▶ Stored data
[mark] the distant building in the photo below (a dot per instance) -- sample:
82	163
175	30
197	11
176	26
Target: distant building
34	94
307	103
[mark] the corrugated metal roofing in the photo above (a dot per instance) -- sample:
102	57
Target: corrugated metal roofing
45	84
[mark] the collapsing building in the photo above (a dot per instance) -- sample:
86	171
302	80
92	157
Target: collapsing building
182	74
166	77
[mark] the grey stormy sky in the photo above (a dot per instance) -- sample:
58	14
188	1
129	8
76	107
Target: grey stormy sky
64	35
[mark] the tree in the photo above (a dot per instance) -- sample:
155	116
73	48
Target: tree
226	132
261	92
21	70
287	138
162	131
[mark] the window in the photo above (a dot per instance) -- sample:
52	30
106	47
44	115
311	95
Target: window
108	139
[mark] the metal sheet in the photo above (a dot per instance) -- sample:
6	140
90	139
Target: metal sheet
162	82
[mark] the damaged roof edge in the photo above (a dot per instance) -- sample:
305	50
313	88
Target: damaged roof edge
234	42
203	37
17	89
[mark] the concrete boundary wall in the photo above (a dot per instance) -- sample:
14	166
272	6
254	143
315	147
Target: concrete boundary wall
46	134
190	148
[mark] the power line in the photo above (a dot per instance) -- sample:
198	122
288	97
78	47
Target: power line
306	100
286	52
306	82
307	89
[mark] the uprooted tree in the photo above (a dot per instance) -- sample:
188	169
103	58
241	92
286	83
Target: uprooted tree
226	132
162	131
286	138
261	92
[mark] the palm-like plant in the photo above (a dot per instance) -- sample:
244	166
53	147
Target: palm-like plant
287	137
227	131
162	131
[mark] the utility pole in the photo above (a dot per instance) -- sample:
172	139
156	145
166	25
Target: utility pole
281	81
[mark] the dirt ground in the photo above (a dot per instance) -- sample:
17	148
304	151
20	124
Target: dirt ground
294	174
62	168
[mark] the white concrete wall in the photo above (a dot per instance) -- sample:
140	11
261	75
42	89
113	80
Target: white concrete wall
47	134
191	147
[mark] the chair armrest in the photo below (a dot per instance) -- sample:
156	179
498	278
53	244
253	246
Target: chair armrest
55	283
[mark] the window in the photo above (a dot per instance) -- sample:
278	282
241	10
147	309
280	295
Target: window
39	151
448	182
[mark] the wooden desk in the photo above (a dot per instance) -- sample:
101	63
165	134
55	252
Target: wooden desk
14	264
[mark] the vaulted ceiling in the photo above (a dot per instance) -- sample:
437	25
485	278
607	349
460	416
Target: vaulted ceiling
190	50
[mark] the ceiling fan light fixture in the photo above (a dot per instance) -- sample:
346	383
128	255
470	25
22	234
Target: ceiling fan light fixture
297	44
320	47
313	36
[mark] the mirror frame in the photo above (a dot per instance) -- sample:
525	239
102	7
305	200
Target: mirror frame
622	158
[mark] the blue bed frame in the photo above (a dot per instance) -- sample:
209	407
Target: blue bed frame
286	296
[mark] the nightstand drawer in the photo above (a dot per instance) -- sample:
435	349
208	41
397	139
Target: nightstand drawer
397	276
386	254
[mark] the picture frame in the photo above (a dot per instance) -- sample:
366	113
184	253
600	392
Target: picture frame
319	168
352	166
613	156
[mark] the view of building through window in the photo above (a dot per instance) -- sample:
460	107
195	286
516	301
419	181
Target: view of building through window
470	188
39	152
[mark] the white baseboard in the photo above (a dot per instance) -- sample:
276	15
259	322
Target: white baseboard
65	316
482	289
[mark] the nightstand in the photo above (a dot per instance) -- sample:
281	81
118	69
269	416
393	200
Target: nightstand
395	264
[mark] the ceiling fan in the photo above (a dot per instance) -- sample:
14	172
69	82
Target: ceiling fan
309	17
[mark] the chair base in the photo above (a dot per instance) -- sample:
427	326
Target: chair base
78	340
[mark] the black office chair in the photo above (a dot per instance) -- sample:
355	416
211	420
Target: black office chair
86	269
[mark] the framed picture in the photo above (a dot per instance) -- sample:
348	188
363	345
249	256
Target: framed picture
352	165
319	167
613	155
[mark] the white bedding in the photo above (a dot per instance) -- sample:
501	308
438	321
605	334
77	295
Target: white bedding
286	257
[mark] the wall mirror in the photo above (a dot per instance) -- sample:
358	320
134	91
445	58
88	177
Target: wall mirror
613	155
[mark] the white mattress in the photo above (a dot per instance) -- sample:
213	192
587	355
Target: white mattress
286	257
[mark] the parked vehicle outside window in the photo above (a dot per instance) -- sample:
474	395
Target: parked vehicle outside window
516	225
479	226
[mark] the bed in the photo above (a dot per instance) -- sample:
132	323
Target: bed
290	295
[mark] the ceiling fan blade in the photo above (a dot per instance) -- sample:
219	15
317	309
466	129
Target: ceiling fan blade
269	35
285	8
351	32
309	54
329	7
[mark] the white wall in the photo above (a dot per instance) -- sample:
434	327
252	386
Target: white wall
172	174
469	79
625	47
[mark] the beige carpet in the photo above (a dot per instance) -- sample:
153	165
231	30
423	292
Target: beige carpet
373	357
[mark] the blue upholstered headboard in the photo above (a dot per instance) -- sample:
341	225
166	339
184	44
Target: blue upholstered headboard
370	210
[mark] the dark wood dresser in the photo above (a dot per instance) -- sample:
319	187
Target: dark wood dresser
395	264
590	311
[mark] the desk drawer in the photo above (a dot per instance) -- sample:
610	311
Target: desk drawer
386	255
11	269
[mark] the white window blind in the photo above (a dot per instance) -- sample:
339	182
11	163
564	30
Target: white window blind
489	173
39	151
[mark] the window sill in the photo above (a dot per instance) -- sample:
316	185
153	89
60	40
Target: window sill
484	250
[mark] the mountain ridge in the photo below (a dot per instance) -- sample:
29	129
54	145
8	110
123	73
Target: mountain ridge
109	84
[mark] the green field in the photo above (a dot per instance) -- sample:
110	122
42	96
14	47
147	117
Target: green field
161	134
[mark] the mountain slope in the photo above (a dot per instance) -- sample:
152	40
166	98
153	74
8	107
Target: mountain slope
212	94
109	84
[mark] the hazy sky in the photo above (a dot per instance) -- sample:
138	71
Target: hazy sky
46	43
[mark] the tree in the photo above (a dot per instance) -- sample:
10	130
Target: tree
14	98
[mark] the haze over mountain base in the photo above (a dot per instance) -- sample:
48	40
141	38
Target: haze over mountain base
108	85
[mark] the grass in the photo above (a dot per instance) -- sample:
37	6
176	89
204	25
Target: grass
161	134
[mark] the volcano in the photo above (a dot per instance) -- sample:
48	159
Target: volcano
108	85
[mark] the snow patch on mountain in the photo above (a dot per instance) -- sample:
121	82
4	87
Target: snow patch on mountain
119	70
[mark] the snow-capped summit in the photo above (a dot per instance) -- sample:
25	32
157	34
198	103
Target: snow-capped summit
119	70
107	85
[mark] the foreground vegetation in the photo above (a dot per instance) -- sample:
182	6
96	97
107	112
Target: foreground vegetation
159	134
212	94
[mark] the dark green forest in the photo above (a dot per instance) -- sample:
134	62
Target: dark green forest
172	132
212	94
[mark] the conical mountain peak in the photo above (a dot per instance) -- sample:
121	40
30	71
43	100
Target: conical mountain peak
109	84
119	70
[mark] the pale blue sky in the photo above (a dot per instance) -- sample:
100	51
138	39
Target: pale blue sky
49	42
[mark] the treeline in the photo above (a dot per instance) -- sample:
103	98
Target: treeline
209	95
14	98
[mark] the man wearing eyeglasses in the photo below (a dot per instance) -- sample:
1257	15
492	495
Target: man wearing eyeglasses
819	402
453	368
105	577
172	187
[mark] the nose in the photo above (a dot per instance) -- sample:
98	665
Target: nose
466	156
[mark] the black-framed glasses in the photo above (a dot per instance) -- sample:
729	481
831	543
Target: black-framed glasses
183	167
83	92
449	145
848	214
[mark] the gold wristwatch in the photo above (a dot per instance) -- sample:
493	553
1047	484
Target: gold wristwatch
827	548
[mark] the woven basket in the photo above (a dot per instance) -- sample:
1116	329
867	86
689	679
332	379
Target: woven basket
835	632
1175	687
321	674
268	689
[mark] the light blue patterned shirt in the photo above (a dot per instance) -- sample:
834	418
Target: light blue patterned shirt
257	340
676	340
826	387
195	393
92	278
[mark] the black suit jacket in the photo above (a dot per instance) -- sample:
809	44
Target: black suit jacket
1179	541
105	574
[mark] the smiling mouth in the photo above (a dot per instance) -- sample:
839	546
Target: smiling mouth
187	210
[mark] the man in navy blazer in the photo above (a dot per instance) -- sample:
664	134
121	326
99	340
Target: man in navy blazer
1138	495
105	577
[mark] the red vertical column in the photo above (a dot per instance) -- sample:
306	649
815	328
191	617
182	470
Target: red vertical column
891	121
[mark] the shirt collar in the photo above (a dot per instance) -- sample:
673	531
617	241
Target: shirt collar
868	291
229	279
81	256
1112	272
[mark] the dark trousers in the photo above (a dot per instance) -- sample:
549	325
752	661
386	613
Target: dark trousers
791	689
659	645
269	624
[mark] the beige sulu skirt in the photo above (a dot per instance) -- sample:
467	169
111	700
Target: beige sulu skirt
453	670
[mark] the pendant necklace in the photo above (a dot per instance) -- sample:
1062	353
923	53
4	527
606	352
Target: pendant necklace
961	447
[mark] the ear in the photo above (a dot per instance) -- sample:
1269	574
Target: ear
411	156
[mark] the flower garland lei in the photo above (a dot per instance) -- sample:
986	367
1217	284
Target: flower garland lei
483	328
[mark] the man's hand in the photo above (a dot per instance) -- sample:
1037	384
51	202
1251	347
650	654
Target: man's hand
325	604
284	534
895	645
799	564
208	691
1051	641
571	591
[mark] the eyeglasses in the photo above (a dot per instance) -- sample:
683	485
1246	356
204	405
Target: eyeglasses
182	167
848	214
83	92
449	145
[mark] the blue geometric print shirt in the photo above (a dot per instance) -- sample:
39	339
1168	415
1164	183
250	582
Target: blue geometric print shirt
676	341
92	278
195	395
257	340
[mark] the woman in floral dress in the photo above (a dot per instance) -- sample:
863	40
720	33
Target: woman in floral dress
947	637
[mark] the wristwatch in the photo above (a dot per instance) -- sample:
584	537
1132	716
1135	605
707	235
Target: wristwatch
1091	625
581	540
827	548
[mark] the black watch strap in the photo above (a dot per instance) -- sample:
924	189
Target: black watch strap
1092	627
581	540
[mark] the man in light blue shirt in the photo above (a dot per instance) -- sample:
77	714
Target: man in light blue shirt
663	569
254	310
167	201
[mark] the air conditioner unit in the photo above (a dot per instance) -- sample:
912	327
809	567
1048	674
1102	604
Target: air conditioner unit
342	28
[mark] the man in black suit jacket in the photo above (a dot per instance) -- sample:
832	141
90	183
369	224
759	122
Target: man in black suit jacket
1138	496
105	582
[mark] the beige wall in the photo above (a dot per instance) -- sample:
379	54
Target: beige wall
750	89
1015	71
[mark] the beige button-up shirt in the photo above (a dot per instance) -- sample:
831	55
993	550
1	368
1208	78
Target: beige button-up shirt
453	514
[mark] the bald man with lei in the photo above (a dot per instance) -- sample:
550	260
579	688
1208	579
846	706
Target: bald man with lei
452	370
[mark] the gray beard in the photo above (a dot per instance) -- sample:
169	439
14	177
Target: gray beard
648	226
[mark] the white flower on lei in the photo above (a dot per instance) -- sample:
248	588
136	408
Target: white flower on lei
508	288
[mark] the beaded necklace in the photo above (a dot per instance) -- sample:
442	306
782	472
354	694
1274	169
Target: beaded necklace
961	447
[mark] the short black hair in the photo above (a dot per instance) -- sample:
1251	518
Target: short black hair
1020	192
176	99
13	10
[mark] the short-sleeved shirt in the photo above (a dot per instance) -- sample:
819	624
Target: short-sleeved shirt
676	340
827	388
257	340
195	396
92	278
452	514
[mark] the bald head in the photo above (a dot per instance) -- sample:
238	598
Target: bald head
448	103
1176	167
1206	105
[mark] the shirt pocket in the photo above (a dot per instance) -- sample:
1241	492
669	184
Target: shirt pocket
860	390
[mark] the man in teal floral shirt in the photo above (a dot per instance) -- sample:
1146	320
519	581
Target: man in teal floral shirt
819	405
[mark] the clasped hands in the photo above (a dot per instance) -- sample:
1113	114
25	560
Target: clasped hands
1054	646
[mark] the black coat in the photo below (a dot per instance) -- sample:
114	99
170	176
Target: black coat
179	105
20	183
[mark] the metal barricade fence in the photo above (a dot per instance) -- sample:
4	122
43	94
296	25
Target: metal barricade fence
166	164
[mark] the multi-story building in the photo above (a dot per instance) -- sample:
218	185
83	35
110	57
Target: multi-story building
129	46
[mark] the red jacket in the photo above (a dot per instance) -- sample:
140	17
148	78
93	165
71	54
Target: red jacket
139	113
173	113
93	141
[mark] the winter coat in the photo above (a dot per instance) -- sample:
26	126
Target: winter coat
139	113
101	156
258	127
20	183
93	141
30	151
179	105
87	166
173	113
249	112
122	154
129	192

▶ Exercise
Copy out exactly the lines between the line with "[mark] the black coat" and the last line of the entries, counting both of those lines.

▶ The answer
[mark] the black coat in the photo below (a dot per instance) -- sample:
114	99
170	176
Target: black coat
179	105
20	183
[mark] the metal barricade fence in the photo above (a dot per instance) -- sample:
4	122
43	94
296	25
Target: metal barricade fence
166	164
[mark] the multi-story building in the photo above (a dot per instance) -- sample:
218	185
83	35
110	57
Target: multi-story building
129	46
[mark] the red jacket in the photo above (a dot per instance) -- sample:
140	17
148	78
93	165
71	54
Target: red jacket
139	113
173	113
93	141
[mark] the winter coat in the photo above (a dot per instance) -- sample:
26	126
Target: winter coat
139	113
101	156
258	127
20	183
93	141
30	151
179	105
87	166
173	113
249	112
122	154
129	192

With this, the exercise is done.